** TEXT SEGMENT follows **

The focus of the workshop was to bring OSS developers and users from industry and academica/government together to hear about a variety of projects and discuss issues underlying the development and use of these projects. There were some very nice presentations – I won’t go into too much detail but some highlights for me included
- Kevin Lawson (Syngenta) presented his work on LICSS – integrating the CDK with Excel. While I’ not a fan of Excel, it’s a necessary evil. I was quite surprised at the performance he acheived for substructure searches within Excel and the ability to access various functionalities of the CDK as Excel functions. While it probably won’t replace Accord or ChemOffice right now, it’s something to take a look at.
- Mike Bodkin (Lilly) spoke about the use of KNIME at Lilly. They have built up an extensive collection of commercial and OSS nodes and it’s clear that KNIME is capable of giving Pipeline Pilot a run for its money. Thorsten Mienl then spoke of the OSS development of KNIME, and mentioned that they now support a collection of HCS and image analysis nodes (courtesy MPI Dresden). This is quite interesting, given that we’re ramping up our HCS capabilities at the NCTT
- Hans de Winter of Silicos spoke about the tools and services that their company has produced on top of OpenBabel (and contributed back to the community). Quite encouraging to see a cheminformatics company making money of the OSS stack
- Greg Landrum spoke about RDKit, presenting the RDKit based catridge for Postregsql. He showed some nice performance numbers and it was nice to see that they had gotten the coders who implemented the GiST indexing mechanisms to implement a GiST index for binary fingerprints.

** End of TEXT SEGMENT **
** DATASET RECORDS follows **

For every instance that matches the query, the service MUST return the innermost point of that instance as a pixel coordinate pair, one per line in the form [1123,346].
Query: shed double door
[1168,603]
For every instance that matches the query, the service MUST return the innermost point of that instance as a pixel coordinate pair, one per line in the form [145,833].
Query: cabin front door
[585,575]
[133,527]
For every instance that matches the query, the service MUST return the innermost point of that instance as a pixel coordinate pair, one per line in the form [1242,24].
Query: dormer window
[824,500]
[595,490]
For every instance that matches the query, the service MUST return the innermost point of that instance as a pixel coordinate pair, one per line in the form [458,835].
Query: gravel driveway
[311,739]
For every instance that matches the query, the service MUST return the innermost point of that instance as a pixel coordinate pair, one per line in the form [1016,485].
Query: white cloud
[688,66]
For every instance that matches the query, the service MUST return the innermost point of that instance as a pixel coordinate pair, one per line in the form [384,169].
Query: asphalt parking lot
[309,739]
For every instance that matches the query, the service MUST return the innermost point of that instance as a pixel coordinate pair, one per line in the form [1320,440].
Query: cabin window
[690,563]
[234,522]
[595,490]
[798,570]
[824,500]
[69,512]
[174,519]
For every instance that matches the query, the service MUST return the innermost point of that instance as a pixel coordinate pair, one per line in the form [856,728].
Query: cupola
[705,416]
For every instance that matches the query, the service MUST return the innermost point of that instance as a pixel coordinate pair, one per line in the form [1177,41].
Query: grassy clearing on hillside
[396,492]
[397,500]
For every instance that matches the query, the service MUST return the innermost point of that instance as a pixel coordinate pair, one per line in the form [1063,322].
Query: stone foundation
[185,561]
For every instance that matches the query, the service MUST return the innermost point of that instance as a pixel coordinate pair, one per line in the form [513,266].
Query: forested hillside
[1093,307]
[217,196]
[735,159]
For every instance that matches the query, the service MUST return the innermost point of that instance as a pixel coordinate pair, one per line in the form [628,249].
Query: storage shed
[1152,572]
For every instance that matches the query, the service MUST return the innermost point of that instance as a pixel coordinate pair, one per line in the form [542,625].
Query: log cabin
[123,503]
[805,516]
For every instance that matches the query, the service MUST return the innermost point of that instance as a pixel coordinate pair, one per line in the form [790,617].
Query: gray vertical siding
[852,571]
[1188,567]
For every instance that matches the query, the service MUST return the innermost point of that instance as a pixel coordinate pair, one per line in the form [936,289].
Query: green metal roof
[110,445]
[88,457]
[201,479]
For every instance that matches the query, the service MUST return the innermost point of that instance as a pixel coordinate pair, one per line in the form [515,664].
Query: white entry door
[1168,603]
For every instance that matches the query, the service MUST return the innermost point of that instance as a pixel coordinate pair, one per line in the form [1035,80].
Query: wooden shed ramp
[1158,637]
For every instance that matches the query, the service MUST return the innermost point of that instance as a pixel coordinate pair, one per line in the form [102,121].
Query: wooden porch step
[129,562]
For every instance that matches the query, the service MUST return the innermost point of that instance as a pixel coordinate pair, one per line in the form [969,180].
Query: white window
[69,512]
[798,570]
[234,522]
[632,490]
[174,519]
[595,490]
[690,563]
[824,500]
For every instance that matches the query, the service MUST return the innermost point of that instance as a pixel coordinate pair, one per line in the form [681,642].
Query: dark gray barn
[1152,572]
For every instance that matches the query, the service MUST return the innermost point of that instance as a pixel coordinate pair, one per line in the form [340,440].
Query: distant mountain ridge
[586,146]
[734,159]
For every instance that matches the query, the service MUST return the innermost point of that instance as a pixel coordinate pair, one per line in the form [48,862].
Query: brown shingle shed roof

** End of DATASET RECORDS **

--- EXERCISE BRIEF ---
Can you reproduce everything in the workshop write-up from "The focus of" down to "take a look at."?

--- REPLY TO THE TASK ---
The focus of the workshop was to bring OSS developers and users from industry and academica/government together to hear about a variety of projects and discuss issues underlying the development and use of these projects. There were some very nice presentations – I won’t go into too much detail but some highlights for me included
- Kevin Lawson (Syngenta) presented his work on LICSS – integrating the CDK with Excel. While I’ not a fan of Excel, it’s a necessary evil. I was quite surprised at the performance he acheived for substructure searches within Excel and the ability to access various functionalities of the CDK as Excel functions. While it probably won’t replace Accord or ChemOffice right now, it’s something to take a look at.